= Problem description =
Copy out the lines of the listing below word for word, starting at the line that contains "written like <point>38,4</point>." and ending at the line that contains "<point>318,91</point>".

(Stored data)

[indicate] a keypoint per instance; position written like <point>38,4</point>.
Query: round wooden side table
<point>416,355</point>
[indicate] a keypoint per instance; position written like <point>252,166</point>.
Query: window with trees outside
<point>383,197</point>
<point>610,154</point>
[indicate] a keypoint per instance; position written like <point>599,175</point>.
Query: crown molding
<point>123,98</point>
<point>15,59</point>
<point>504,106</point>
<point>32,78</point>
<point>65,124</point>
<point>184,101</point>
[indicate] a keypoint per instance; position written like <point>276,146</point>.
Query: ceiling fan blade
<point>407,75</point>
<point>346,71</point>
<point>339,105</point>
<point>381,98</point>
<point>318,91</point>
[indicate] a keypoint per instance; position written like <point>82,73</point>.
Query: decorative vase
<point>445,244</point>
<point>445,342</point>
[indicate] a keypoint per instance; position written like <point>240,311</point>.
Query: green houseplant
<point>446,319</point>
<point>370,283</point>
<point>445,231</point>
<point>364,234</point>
* * *
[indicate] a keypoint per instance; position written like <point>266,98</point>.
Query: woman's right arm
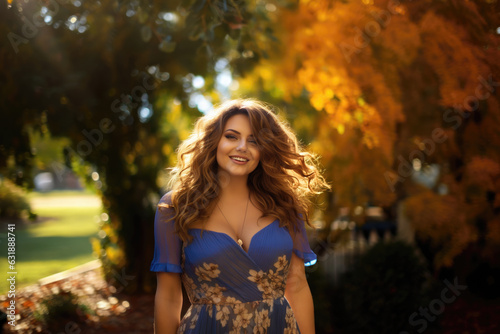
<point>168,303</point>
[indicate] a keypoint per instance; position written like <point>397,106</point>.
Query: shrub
---
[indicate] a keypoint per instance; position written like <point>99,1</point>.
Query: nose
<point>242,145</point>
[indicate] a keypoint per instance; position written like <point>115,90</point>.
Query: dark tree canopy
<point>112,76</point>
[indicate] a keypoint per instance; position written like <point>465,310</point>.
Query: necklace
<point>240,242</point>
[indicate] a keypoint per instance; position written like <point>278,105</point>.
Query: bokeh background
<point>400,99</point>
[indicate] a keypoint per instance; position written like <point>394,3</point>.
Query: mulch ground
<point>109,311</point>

= Result of this exercise =
[indicate] a keypoint per instance; position written like <point>38,4</point>.
Query: round wooden side table
<point>416,355</point>
[indicate] a keypoint per instance; position written like <point>252,166</point>.
Query: window with trees outside
<point>383,197</point>
<point>610,154</point>
[indicate] a keypoint per instance; position written like <point>599,175</point>.
Query: crown molding
<point>123,98</point>
<point>15,59</point>
<point>504,106</point>
<point>32,78</point>
<point>65,124</point>
<point>184,101</point>
[indicate] a keypoint per instance; position written like <point>276,146</point>.
Query: ceiling fan blade
<point>407,75</point>
<point>346,71</point>
<point>339,105</point>
<point>381,98</point>
<point>318,91</point>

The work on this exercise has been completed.